§ **Task details**
Collect every line in the records below that contains the string "wheel", and copy each of those lines in full.

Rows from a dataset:
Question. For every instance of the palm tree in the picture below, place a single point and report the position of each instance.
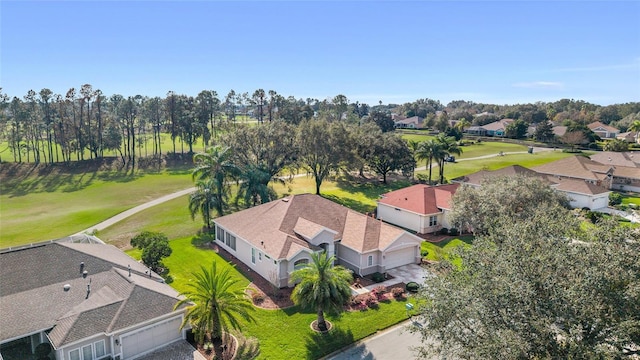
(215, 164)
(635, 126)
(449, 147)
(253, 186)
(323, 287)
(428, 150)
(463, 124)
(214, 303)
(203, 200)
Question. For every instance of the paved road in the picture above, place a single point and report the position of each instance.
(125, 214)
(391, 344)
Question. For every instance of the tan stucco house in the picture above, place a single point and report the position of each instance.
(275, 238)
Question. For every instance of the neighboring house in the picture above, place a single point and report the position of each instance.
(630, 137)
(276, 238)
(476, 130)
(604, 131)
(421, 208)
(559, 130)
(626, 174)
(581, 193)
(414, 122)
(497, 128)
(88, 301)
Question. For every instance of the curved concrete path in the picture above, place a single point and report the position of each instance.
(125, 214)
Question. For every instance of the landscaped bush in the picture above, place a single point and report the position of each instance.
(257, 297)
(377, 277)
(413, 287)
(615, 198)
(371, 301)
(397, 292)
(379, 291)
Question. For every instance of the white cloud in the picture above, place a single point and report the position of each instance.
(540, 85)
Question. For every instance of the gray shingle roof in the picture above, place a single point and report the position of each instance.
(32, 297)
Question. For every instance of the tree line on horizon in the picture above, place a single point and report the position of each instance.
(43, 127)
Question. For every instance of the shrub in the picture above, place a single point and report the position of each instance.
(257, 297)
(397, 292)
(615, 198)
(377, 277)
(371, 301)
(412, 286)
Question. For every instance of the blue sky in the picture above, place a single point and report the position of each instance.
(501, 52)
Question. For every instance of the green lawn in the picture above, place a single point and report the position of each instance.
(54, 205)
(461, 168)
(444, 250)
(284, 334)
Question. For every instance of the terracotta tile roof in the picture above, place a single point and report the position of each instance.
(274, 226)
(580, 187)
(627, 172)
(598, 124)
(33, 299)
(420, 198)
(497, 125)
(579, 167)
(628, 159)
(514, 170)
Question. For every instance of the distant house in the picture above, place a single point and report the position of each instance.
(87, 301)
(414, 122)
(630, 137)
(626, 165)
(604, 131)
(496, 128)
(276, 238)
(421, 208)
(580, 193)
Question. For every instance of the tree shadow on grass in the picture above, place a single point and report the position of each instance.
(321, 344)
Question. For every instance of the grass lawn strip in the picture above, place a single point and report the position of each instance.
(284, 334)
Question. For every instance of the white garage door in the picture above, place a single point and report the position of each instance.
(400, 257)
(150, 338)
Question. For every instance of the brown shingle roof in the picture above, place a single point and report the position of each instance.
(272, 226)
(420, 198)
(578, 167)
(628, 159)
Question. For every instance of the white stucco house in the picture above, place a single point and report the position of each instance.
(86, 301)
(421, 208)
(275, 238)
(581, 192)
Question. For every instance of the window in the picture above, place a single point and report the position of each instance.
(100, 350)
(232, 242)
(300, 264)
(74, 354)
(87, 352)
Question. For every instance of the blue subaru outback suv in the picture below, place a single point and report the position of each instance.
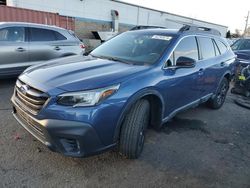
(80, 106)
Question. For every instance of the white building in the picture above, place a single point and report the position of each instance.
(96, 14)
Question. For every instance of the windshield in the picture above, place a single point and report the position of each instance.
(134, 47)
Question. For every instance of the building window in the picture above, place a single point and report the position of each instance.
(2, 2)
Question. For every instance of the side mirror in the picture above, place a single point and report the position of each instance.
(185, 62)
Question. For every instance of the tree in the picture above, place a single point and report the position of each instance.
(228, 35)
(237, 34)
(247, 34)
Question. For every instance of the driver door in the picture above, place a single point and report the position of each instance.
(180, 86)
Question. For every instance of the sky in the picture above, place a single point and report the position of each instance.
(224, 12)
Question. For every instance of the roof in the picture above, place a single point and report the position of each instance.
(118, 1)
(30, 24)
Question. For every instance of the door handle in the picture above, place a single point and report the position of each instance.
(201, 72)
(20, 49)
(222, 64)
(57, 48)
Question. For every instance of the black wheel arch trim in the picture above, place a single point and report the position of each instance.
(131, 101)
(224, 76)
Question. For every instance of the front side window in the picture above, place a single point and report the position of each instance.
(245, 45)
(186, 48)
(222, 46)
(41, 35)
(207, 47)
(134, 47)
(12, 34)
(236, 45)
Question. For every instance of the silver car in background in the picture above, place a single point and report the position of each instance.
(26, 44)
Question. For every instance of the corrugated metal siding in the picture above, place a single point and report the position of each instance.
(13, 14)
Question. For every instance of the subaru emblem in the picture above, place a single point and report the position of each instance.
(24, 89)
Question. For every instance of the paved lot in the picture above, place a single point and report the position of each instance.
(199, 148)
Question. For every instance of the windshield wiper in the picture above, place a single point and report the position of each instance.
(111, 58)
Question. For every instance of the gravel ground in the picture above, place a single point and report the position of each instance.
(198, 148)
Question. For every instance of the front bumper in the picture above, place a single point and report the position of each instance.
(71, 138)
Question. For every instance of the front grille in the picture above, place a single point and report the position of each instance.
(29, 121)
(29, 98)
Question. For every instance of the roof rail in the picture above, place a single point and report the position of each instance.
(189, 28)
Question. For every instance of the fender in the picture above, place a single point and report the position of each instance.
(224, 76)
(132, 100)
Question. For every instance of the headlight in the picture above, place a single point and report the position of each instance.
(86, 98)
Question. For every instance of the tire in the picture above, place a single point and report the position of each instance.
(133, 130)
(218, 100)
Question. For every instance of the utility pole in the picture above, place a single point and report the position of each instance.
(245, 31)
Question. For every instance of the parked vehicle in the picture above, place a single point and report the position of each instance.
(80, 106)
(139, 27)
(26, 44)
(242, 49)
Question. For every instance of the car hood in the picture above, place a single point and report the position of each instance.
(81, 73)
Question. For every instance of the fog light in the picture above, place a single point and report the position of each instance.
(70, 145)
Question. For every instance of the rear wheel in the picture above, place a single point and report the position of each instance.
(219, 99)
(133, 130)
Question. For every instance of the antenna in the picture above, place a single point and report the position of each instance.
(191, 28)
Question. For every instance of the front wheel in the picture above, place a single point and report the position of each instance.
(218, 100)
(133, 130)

---

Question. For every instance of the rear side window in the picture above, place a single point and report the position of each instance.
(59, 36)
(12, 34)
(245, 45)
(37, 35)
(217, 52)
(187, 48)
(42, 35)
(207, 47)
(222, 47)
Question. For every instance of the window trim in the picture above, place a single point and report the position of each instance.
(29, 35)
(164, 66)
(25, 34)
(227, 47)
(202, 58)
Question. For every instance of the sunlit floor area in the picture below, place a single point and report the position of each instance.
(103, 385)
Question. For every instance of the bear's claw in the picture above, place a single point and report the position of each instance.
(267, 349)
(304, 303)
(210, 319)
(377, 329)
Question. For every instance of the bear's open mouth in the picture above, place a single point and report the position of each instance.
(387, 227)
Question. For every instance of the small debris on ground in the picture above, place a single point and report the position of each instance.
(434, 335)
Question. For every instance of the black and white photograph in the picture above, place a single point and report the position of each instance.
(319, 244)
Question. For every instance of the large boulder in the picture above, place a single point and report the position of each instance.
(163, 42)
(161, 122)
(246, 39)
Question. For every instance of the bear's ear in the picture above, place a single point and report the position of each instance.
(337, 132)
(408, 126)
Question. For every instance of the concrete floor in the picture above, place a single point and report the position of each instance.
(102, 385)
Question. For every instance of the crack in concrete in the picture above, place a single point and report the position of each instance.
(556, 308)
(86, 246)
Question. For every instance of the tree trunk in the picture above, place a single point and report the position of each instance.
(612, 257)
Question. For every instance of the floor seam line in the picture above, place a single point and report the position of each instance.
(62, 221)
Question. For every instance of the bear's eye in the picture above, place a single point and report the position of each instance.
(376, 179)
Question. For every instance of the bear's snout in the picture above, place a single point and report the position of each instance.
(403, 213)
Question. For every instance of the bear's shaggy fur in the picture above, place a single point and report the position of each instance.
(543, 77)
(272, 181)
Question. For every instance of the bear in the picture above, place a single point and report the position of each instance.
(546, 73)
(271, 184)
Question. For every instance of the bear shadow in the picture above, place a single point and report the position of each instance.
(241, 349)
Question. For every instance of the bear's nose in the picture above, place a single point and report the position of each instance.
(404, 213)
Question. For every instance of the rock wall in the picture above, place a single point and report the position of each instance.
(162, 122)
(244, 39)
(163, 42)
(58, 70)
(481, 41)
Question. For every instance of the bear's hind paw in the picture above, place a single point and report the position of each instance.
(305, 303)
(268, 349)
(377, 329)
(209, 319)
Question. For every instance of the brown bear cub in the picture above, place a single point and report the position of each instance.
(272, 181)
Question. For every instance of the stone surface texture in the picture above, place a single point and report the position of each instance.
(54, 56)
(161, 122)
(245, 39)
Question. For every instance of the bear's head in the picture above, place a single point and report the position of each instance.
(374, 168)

* * *

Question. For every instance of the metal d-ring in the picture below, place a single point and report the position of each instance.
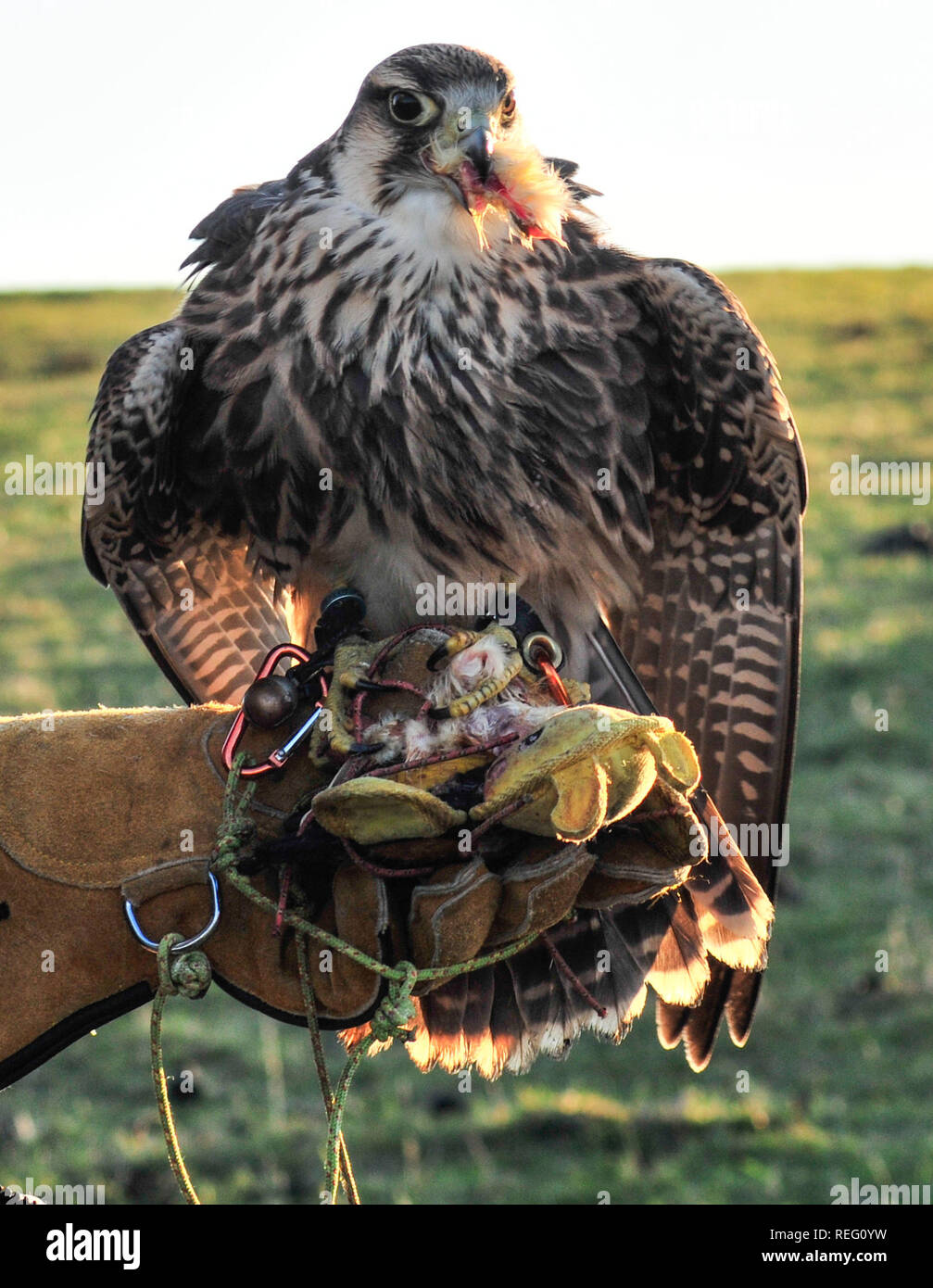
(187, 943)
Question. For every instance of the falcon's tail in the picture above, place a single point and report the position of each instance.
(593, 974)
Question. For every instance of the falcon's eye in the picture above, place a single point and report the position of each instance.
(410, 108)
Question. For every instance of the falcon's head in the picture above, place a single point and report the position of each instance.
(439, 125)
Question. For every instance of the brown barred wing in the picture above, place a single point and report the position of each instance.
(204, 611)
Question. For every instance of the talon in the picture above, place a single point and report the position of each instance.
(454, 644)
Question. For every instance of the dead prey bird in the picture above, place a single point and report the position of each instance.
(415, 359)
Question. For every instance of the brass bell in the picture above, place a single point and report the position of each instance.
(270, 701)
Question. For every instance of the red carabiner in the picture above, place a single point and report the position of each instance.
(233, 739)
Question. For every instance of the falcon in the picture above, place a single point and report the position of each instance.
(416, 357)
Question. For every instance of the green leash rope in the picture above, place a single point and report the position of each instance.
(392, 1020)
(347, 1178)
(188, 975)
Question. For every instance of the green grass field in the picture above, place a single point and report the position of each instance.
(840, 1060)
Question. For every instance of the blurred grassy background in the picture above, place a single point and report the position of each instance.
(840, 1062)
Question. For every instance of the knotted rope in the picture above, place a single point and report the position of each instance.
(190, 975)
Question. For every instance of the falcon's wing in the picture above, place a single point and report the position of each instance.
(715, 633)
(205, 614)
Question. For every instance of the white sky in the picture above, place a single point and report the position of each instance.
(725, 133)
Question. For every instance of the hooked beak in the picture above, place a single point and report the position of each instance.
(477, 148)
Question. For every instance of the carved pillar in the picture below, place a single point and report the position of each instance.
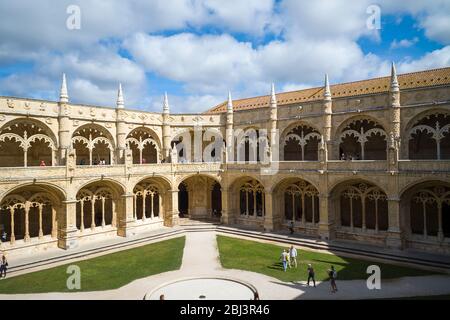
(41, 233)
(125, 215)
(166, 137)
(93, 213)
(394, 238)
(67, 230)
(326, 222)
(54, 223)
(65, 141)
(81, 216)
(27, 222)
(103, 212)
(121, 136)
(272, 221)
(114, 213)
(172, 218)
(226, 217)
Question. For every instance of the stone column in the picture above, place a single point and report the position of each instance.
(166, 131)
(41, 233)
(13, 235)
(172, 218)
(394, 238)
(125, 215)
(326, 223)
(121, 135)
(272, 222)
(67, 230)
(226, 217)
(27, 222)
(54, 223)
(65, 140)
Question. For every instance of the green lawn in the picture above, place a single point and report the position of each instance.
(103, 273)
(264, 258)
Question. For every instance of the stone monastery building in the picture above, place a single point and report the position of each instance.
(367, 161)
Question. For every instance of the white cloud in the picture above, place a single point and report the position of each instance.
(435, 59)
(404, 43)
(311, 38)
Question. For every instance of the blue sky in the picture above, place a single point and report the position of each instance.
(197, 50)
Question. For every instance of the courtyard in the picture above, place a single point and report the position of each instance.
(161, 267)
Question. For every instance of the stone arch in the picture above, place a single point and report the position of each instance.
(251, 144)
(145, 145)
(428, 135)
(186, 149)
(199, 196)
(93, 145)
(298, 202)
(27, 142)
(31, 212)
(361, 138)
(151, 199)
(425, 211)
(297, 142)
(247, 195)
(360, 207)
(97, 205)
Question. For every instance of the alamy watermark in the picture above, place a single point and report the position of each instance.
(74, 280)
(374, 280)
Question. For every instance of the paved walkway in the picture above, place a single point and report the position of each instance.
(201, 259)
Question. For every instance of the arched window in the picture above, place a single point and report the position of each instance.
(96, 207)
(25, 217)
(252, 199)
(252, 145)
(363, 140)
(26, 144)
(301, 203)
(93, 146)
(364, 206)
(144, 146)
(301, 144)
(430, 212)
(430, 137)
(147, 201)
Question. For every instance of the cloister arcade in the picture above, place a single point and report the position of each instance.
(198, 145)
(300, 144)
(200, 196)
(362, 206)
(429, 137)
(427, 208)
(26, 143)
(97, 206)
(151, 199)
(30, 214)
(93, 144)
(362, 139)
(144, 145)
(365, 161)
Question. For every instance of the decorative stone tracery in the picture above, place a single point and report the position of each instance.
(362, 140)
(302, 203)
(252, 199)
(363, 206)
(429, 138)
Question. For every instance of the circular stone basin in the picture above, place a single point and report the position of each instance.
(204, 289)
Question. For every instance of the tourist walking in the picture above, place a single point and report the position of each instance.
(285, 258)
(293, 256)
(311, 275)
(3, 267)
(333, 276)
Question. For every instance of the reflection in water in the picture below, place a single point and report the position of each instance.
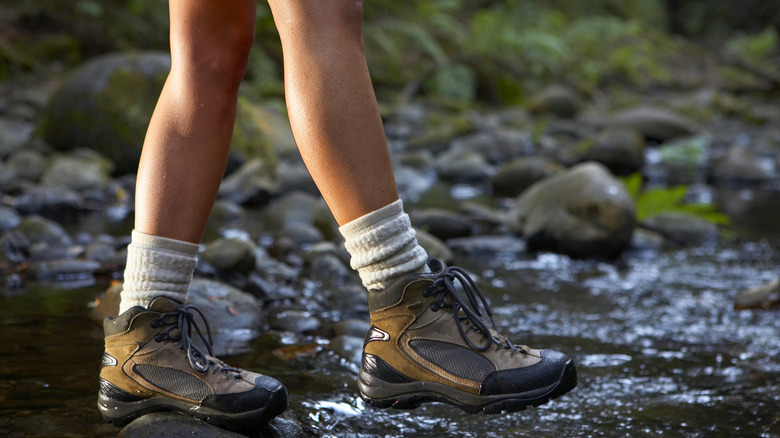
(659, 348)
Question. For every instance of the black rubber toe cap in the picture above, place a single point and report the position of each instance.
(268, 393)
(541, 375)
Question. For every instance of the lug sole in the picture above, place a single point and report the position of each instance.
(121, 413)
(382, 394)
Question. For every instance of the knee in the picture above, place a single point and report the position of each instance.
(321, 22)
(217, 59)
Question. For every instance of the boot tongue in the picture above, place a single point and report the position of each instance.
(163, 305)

§ **Output of the task**
Question. For every instance of the black wheel arch trim in the picture above, place a single point and report the position of each instance.
Question. For every instance of the rear wheel in the picture above, place a single point and report the position of each instance.
Question. For every instance of the front wheel in the picture above, place a single point and report the position of each instance.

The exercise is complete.